Desperate shortages in Khartoum as Sudan battles intensify

Sudan’s rival armed forces have been fighting across the capital as escalating attacks and growing lawlessness add to the misery of civilians already struggling with limited water, food and medicine.

Artillery fire and airstrikes were reported Tuesday with residents in southern and eastern Khartoum and northern Bahri, a town north of the capital, reporting artillery and small arms fire.

Looters – some of whom are believed to belong to Khartoum’s Rapid Support Forces (RSF) paramilitary group – have looted neighborhoods in the city, stolen cars, broken into safes and occupied people’s homes.

“Our neighborhood has become a war zone. Violent clashes and strikes are everywhere. … We are afraid of dying, but we are also afraid of leaving our house and being broken into,” said 45-year-old Jawahir Mohamed.

Aid groups are struggling to provide assistance to civilians, who are also facing electricity shortages and dwindling supplies in shops and pharmacies. Nearby resistance committees have organized supplies of food and medicine, but are struggling to deliver them as fighting intensified this week.

The Sudanese army and RSF fought overnight in the streets of Omdurman, a town across the Nile from Khartoum, near the Army base of the Engineers Corps. The army was able to hold its positions around the base, but failed to push back the RSF, which controls most of the rest of the city.

Eight weeks of fighting have pitted army chief Abdel Fattah al-Burhan against his former deputy, Mohamed Hamdan Dagalo, commonly known as “Hemedti”, who commands the RSF.

Hundreds of civilians caught in the clashes have been killed, 400,000 have been driven across the border and more than 1.2 million have fled the capital and other cities.

Desperate residents in besieged urban areas are losing patience with the fighters. In northern Khartoum, witnesses said dozens of protesters gathered in the streets chanting, “Burhan is a murderer! Hemedti is a murderer!”

A besieged island

In Khartoum’s city center — at the confluence of the White Nile and Blue Nile — the island of Tuti is under “full siege” by RSF forces, resident Mohammed Youssef said.

For more than a week, the paramilitaries have blocked the only bridge to the island and prevented residents from getting to other parts of the capital by boat.

> **WHAT YOU WILL DO**
Extract the stretch of the Khartoum article from "Sudan’s rival armed" through "45-year-old Jawahir Mohamed.", copying it word for word.

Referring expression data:

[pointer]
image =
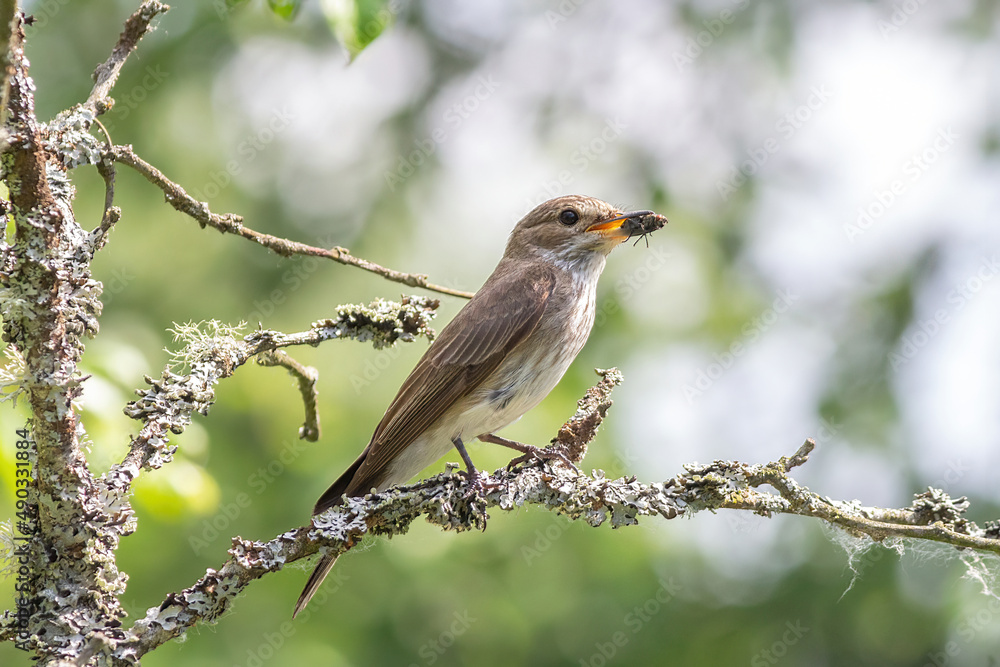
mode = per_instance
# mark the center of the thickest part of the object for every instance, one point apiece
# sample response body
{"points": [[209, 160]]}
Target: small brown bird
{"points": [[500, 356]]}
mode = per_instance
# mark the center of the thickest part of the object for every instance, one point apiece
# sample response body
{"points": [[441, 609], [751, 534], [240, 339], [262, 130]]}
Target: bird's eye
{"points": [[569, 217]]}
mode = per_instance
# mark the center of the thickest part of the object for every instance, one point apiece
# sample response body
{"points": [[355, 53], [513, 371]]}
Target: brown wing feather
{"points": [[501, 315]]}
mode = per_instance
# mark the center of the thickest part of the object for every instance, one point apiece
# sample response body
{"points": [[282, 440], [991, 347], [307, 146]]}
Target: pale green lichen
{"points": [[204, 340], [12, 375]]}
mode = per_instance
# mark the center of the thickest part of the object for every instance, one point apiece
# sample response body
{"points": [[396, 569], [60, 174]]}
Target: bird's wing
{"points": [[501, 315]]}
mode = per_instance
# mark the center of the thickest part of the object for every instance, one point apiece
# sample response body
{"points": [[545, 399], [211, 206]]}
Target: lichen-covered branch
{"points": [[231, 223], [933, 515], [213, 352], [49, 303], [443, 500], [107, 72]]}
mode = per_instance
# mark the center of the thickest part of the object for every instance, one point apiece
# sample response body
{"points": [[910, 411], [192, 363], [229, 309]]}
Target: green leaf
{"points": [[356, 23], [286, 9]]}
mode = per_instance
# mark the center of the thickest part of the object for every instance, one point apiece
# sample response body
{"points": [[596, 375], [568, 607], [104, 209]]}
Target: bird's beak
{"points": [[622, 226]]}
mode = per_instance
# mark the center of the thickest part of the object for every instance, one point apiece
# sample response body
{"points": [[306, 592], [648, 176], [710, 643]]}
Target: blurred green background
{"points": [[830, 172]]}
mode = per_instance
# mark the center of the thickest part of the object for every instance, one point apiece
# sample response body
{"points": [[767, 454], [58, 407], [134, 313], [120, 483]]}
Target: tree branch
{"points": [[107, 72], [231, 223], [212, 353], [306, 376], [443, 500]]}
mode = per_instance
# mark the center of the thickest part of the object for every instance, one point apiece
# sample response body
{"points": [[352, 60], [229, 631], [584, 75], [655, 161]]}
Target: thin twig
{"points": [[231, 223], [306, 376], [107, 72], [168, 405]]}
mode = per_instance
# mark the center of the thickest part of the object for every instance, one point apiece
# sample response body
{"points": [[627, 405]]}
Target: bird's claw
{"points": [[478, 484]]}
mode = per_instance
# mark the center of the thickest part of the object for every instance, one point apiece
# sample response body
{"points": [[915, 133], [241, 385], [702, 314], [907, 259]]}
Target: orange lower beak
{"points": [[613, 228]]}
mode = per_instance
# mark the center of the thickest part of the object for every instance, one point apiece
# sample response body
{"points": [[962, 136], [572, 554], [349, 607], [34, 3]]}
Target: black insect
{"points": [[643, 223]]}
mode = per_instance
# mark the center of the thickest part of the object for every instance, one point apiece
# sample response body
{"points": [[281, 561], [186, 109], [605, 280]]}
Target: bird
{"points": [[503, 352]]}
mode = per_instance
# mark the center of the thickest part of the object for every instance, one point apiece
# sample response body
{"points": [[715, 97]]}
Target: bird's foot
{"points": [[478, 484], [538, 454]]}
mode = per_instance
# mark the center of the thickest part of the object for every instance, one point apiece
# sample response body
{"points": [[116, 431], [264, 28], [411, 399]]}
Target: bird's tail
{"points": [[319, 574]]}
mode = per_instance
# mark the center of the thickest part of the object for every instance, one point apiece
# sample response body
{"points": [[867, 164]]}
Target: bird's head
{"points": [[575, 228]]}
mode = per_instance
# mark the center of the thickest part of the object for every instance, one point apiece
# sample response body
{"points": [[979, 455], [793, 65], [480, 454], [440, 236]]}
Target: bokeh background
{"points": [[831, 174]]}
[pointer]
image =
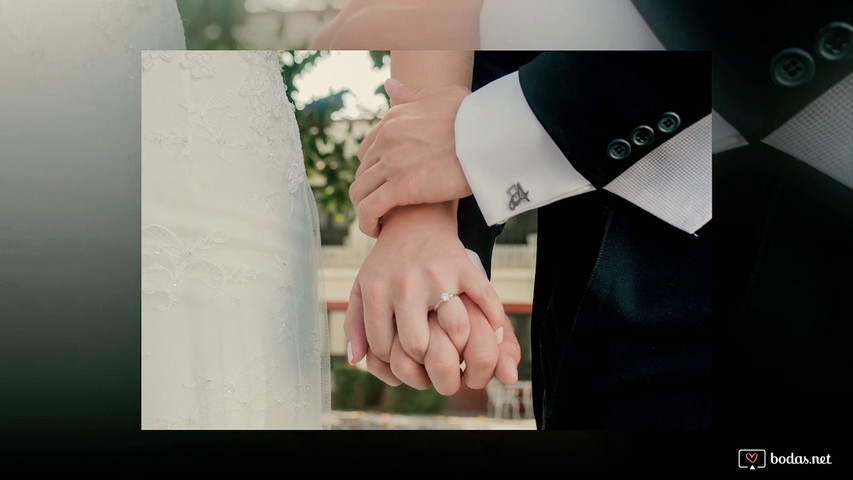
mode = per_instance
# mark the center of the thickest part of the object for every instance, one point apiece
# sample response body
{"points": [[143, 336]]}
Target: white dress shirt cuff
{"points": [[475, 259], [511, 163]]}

> **REPLY**
Sudan’s rival armed forces have been fighting across the capital as escalating attacks and growing lawlessness add to the misery of civilians already struggling with limited water, food and medicine.

Artillery fire and airstrikes were reported Tuesday with residents in southern and eastern Khartoum and northern Bahri, a town north of the capital, reporting artillery and small arms fire.

Looters – some of whom are believed to belong to Khartoum’s Rapid Support Forces (RSF) paramilitary group – have looted neighborhoods in the city, stolen cars, broken into safes and occupied people’s homes.

“Our neighborhood has become a war zone. Violent clashes and strikes are everywhere. … We are afraid of dying, but we are also afraid of leaving our house and being broken into,” said 45-year-old Jawahir Mohamed.